## Work order
Print the data exactly as written, line for line, and leave its pictures behind.

Dataset excerpts
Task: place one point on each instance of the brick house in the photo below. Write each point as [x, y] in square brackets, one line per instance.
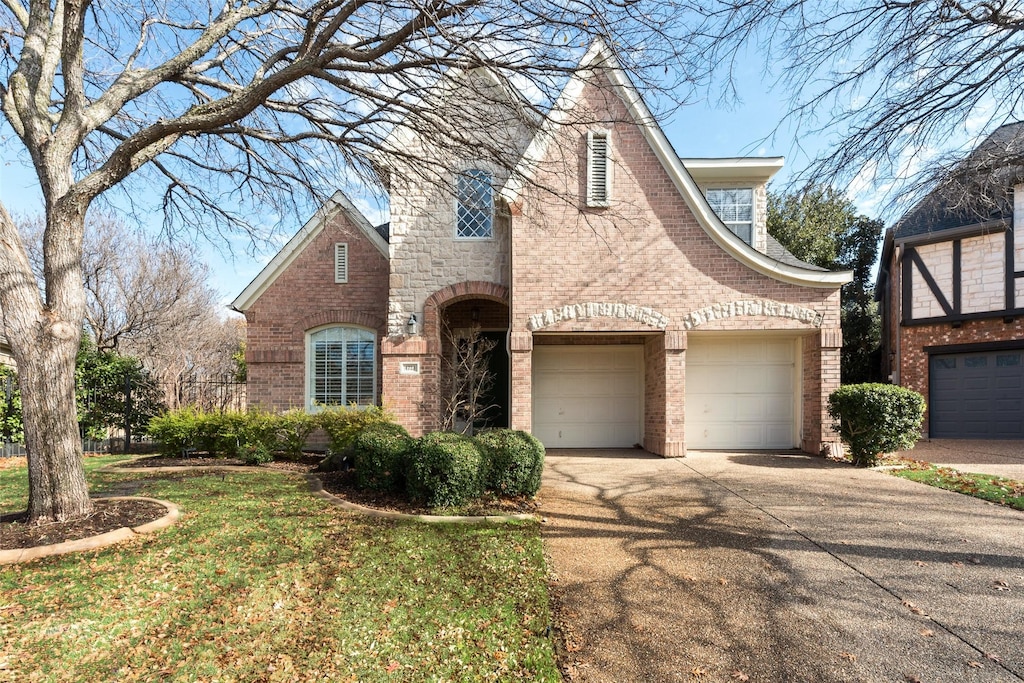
[951, 293]
[634, 297]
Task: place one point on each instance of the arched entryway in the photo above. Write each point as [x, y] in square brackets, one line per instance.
[467, 327]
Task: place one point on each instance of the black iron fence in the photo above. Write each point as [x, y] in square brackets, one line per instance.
[115, 420]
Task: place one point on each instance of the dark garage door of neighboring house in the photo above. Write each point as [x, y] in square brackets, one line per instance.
[977, 395]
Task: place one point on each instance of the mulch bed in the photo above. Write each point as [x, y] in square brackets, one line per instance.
[342, 484]
[107, 516]
[110, 515]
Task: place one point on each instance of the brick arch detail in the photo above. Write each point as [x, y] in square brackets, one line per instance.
[340, 316]
[453, 294]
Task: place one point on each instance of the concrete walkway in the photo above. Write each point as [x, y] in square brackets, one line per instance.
[777, 567]
[988, 457]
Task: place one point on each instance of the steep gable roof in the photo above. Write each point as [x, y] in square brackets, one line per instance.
[337, 204]
[978, 193]
[599, 56]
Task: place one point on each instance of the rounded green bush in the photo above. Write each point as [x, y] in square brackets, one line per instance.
[515, 462]
[444, 470]
[873, 419]
[380, 453]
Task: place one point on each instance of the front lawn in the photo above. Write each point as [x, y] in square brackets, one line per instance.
[262, 582]
[986, 486]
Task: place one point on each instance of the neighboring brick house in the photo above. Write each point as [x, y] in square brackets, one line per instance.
[951, 293]
[625, 310]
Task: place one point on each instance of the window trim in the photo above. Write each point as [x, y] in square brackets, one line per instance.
[309, 382]
[728, 224]
[605, 134]
[341, 258]
[458, 203]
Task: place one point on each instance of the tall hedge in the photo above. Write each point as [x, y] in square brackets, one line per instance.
[875, 419]
[445, 470]
[515, 462]
[381, 453]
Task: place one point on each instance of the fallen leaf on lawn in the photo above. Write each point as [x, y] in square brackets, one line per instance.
[914, 608]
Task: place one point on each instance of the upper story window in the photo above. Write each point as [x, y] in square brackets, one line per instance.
[341, 367]
[475, 211]
[598, 168]
[341, 262]
[735, 208]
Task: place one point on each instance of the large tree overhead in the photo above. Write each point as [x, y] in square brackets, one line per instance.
[892, 84]
[239, 110]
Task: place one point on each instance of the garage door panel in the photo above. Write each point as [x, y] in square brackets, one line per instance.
[976, 395]
[588, 396]
[740, 392]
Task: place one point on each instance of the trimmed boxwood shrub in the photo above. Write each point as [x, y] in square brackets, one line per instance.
[251, 436]
[176, 431]
[515, 462]
[873, 419]
[293, 429]
[445, 470]
[380, 453]
[343, 424]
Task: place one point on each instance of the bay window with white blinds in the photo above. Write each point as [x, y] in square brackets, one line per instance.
[341, 366]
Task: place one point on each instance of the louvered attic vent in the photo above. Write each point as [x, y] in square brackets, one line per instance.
[598, 169]
[341, 262]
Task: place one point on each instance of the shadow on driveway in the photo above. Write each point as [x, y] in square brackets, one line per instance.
[775, 566]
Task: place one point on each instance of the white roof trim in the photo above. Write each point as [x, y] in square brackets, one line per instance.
[738, 168]
[600, 55]
[300, 241]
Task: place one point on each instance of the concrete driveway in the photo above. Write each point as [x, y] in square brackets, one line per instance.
[730, 566]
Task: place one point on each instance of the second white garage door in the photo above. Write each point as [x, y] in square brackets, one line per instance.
[588, 396]
[740, 392]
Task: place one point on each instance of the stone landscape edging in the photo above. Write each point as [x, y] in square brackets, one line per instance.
[18, 555]
[316, 487]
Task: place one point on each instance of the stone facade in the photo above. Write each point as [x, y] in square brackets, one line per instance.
[644, 270]
[304, 297]
[967, 262]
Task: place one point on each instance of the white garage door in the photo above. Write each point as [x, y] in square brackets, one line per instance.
[740, 392]
[588, 396]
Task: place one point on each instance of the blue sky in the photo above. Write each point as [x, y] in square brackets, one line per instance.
[700, 129]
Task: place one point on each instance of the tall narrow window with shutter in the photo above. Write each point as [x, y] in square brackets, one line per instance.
[598, 168]
[341, 262]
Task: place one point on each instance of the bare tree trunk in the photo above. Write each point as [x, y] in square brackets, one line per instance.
[56, 476]
[44, 337]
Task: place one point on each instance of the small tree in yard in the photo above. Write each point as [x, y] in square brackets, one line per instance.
[873, 419]
[466, 382]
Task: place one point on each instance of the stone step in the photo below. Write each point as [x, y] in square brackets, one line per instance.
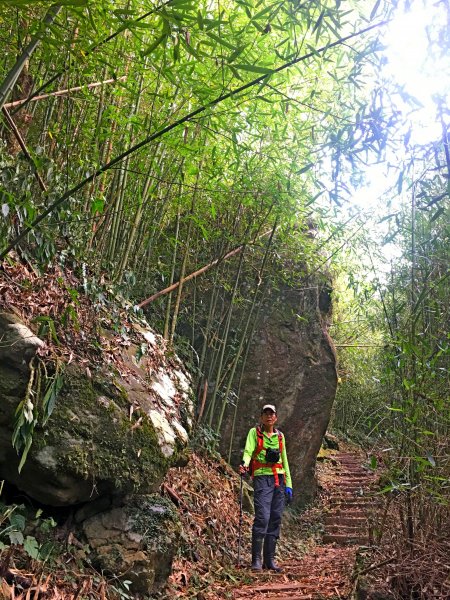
[343, 540]
[348, 530]
[359, 521]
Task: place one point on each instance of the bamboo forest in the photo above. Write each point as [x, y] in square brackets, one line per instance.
[224, 265]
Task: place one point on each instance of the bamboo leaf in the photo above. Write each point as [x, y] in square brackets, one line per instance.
[254, 69]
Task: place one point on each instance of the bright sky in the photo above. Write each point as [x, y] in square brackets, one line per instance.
[420, 62]
[417, 60]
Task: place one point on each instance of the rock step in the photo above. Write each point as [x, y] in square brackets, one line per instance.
[343, 540]
[348, 521]
[348, 530]
[351, 499]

## Answer space
Task: place one point on each instance of the brick house in the photo below. Write each point as [x, y] in square brackets, one line per instance.
[951, 293]
[634, 297]
Task: place one point on each instance of the arched entryway in the photo above. Write each point as [x, y] in square brackets, one line per instance.
[467, 327]
Task: place one point on each instance of the black iron fence in the photo above. Write each point as [x, y] in square brackets, one line per instance.
[115, 420]
Task: place one point on each instance of the dark garage door of neighboring house in the photo above. Write each point as [x, y] in square brackets, one line per instance.
[977, 395]
Task: place one point on each instance of the mulch bed in the photo above. Write each point as [x, y] in square brackets, one line per instance.
[342, 484]
[107, 516]
[110, 515]
Task: place one point on each instance of the brick arch detail in the photo above. Write each point as [x, y] in square brackets, one line per instance.
[340, 316]
[453, 294]
Task: place one point on each instance of the concrete walkway in the photo above. Write each point as [x, y] in square brackets, one line per instance.
[777, 567]
[988, 457]
Task: place one point on each instance of the steep gable roof in the photo above. Write each point as [x, y] in square brackets, one line per instance.
[337, 204]
[978, 193]
[599, 56]
Task: place one point on each instance of the rounded green bush in the photo above. Write each point as [x, y] in square brackets, one line per instance.
[515, 462]
[444, 470]
[873, 419]
[380, 453]
Task: place one point on each instance of the front lawn in the photo above. Write each point as [x, y] in square brackets, one line per instance.
[262, 582]
[986, 486]
Task: place one point on each instance of the neighboring brick house in the photo above. Write each point as [x, y] in square brackets, one line per instance.
[951, 293]
[625, 310]
Task: place one point on each instance of the window trim in the photo above. Write each point as [x, y] in square brackets, one line per instance.
[309, 382]
[728, 224]
[605, 134]
[341, 258]
[458, 203]
Task: place one point on each instance of the tall hedge in the photo above. Write each point as [x, y] in square brackets, one line per instance.
[875, 419]
[445, 470]
[515, 462]
[381, 453]
Task: place one point on each instance of the fallen leaf on lawn in the photo above. Write each point as [x, y] in square brackets, one line per instance.
[914, 608]
Task: place one point on each instance of the upper story window in the photo above. Write each point as [x, y] in square brackets, one line per instance.
[341, 367]
[475, 211]
[598, 168]
[341, 262]
[735, 208]
Task: place one point on each instance of the large tree overhead in the photo above. Write each point as [x, y] in square brackets, one line per instance.
[892, 84]
[239, 110]
Task: place one point on each instance of the garage door panel in the photo above. Write each point as [x, y] in square brackets, one line per instance.
[976, 395]
[588, 396]
[740, 392]
Task: place one point on each instance of the trimmed boxwood shrub in the photo above. Write each point as [x, y] in square brackets, one line per instance.
[251, 436]
[176, 431]
[515, 462]
[873, 419]
[293, 429]
[445, 470]
[380, 453]
[343, 424]
Task: place one point on each instance of the bay window with white blinds in the photo above. Write each point as [x, y] in square brackets, one line per instance.
[341, 366]
Task: place one point on each instance of the louvered attic vent in the photo above. Write each point as [x, y] in square brackets, one line per instance.
[598, 169]
[341, 262]
Task: place one point on each instance of the shadow on driveway in the photo above. Write each point as [x, y] in square brackets, one line per instance.
[775, 566]
Task: place one point on each instance of the white roof trim in the photo above. Write each point as [x, y] in square brackets, one line per instance.
[738, 168]
[600, 55]
[300, 241]
Task: place one point on each instance of the concrete driveway in the photo above. Write each point as [x, y] in square brackets, one line per instance.
[730, 566]
Task: place one point on each instance of the second white garage door in the photo above. Write each point as [x, y] in square brackets, one line per instance.
[588, 396]
[740, 392]
Task: place one point on each instance of the stone landscape edging in the photo above. Write each point as [x, y] in square brackets, one line per instance.
[18, 555]
[316, 487]
Task: place one point on each instance of the stone facade in the photo above. Write each point as [x, y] in square brackets, one line per instance.
[644, 270]
[304, 297]
[967, 262]
Task: place one point on each instance of the white garage door in the photo above. Write each point as [x, y] in square brackets, one line per instance.
[740, 392]
[588, 396]
Task: place one point on each instance of the blue sky in the photo above. Write each point as [x, y] in square brackets, one line per instance.
[700, 129]
Task: place one point on each instance of the tall narrow window with shutter in the photo above. Write each point as [x, y] in square brackets, one line per instance.
[598, 168]
[341, 262]
Task: place one point on each instance of the bare tree trunk in the photo above. Write each point as [x, y] in square brackets, one line per instance.
[56, 476]
[44, 337]
Task: place one point on each instance of the small tree in yard in the photo above. Write each point as [x, y] in square brackets, one line per instance.
[873, 419]
[466, 382]
Task: place one point on each instance of the stone step in the photo below. Write each point as [x, y] in square brackets, one line per instance.
[343, 540]
[348, 530]
[359, 521]
Task: place one point on each instance of the bamboo forest in the photo above. Write each point as [x, y] in square brackets, one line per instance.
[224, 265]
Task: place one point on each instance of the bamboo leaf in the photo above. Write each point as [x, y] in square brackets, one line per instance.
[254, 69]
Task: place one point on each instance of the bright sky in the photo above. Write each point as [x, y] in square brackets, one line per instance.
[420, 62]
[417, 60]
Task: place one point on each instance of the rock step in the photo above. Write each point as [x, y] in square brackets, one line per instance.
[343, 540]
[348, 521]
[348, 530]
[351, 499]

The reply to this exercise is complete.